— Begin —

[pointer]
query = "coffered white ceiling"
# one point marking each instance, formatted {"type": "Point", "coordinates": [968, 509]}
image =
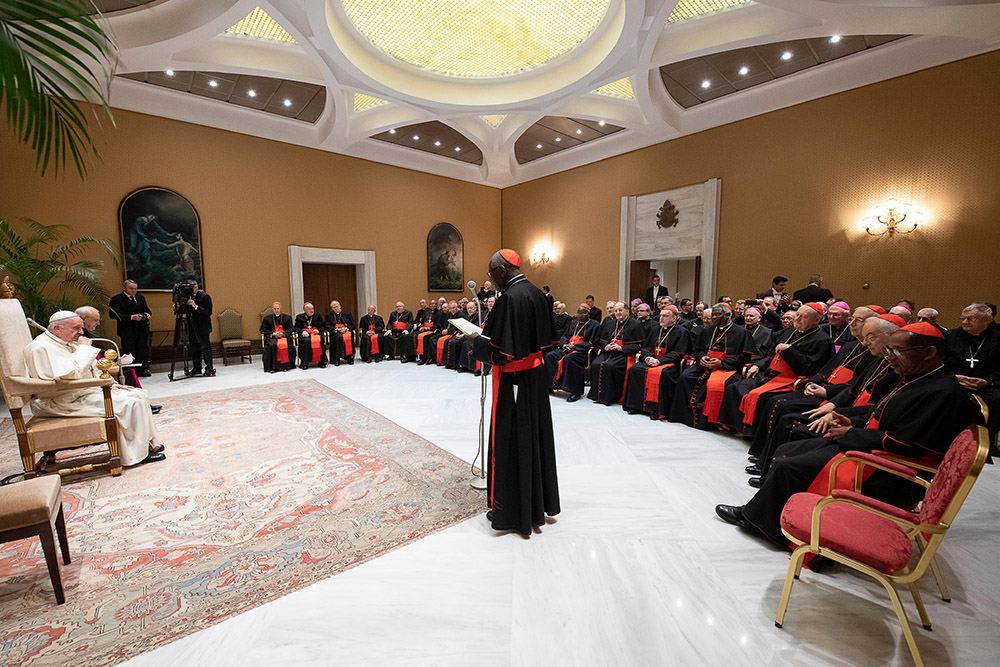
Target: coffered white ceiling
{"type": "Point", "coordinates": [490, 78]}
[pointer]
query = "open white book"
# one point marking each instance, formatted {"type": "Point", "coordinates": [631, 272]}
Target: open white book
{"type": "Point", "coordinates": [466, 327]}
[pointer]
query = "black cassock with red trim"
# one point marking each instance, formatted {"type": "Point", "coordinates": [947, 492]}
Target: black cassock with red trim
{"type": "Point", "coordinates": [521, 461]}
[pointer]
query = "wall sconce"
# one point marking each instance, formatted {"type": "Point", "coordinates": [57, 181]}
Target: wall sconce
{"type": "Point", "coordinates": [541, 254]}
{"type": "Point", "coordinates": [888, 219]}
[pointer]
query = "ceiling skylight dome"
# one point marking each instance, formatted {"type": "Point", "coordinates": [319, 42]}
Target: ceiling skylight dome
{"type": "Point", "coordinates": [476, 38]}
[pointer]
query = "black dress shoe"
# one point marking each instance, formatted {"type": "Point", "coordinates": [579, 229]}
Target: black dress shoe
{"type": "Point", "coordinates": [730, 513]}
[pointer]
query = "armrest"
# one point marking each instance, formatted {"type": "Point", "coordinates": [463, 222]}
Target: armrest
{"type": "Point", "coordinates": [895, 512]}
{"type": "Point", "coordinates": [905, 460]}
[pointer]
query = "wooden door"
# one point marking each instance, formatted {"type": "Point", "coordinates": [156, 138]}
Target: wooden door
{"type": "Point", "coordinates": [641, 278]}
{"type": "Point", "coordinates": [322, 283]}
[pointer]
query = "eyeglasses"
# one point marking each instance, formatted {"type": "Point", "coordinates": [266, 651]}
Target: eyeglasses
{"type": "Point", "coordinates": [897, 351]}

— End —

■ **YOUR TASK**
Print all of the data above word for word, but leave out the picture.

■ **CORRECT ANSWER**
[pointer]
query = "coffered white ceiling"
# one point marking each instance, formatted {"type": "Point", "coordinates": [968, 509]}
image =
Target: coffered white ceiling
{"type": "Point", "coordinates": [490, 78]}
[pointer]
query = "open white book"
# one point marking each instance, formatted {"type": "Point", "coordinates": [631, 272]}
Target: open white book
{"type": "Point", "coordinates": [466, 327]}
[pointer]
query = "black cassock with red trim"
# one point marking each instance, formatted {"type": "Point", "coordinates": [947, 492]}
Target: black cassock with red trim
{"type": "Point", "coordinates": [521, 461]}
[pointer]
query = "wall sconce"
# one point marking each instance, formatted {"type": "Point", "coordinates": [57, 181]}
Target: wall sconce
{"type": "Point", "coordinates": [541, 254]}
{"type": "Point", "coordinates": [888, 219]}
[pointer]
query = "ceiling skylight dome"
# one point marking each instance, formatted {"type": "Point", "coordinates": [319, 42]}
Target: ceiling skylight dome
{"type": "Point", "coordinates": [476, 38]}
[pointer]
query = "black dress shoe"
# one point marking each instance, formatted {"type": "Point", "coordinates": [579, 229]}
Target: black dress shoe
{"type": "Point", "coordinates": [730, 513]}
[pointer]
query = "armrest"
# one point marking each instance, formatted {"type": "Point", "coordinates": [463, 222]}
Target: armrest
{"type": "Point", "coordinates": [895, 512]}
{"type": "Point", "coordinates": [905, 460]}
[pointer]
query = "wooden door"
# one point marking each instance, formatted {"type": "Point", "coordinates": [156, 138]}
Target: wooden door
{"type": "Point", "coordinates": [641, 278]}
{"type": "Point", "coordinates": [322, 283]}
[pointer]
query = "eyeglasses"
# one point marking each instance, formatted {"type": "Point", "coordinates": [266, 651]}
Target: eyeglasses
{"type": "Point", "coordinates": [897, 351]}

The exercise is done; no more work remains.